→ Task instructions: Reproduce the records below exactly as given.

** start **

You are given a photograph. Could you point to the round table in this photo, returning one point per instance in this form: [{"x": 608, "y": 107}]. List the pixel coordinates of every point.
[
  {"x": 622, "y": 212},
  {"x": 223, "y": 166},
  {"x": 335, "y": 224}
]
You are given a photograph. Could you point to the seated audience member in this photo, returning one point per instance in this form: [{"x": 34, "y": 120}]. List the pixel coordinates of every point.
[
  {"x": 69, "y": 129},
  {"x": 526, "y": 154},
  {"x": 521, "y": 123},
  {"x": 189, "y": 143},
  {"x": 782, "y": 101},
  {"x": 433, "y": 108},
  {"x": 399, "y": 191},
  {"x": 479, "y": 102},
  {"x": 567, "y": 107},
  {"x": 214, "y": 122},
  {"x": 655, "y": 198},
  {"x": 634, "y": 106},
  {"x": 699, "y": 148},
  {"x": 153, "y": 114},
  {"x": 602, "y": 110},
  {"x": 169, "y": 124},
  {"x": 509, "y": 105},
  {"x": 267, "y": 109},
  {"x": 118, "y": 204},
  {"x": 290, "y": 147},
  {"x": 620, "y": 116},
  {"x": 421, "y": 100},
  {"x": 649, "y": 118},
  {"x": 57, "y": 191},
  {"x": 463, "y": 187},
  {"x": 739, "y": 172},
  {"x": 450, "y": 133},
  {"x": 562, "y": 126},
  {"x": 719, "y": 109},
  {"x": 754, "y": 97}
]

** end **

→ Correct result:
You are given a photograph. Could you point to the round table in this photo, returning one point per instance in this form: [{"x": 608, "y": 107}]. List the pixel coordinates of every point.
[
  {"x": 622, "y": 212},
  {"x": 223, "y": 166},
  {"x": 335, "y": 224}
]
You are given a photograph. Could you point to the seated audience member in this photo, returning one point per instance in this form: [{"x": 34, "y": 120}]. List the pixel coordinates of every point.
[
  {"x": 69, "y": 129},
  {"x": 526, "y": 154},
  {"x": 521, "y": 123},
  {"x": 189, "y": 143},
  {"x": 782, "y": 101},
  {"x": 433, "y": 108},
  {"x": 399, "y": 191},
  {"x": 479, "y": 102},
  {"x": 567, "y": 107},
  {"x": 214, "y": 122},
  {"x": 655, "y": 198},
  {"x": 634, "y": 106},
  {"x": 699, "y": 148},
  {"x": 153, "y": 114},
  {"x": 602, "y": 110},
  {"x": 169, "y": 124},
  {"x": 509, "y": 105},
  {"x": 267, "y": 109},
  {"x": 118, "y": 204},
  {"x": 290, "y": 147},
  {"x": 620, "y": 116},
  {"x": 421, "y": 100},
  {"x": 649, "y": 118},
  {"x": 57, "y": 191},
  {"x": 463, "y": 187},
  {"x": 739, "y": 172},
  {"x": 450, "y": 133},
  {"x": 562, "y": 126},
  {"x": 719, "y": 109},
  {"x": 754, "y": 97}
]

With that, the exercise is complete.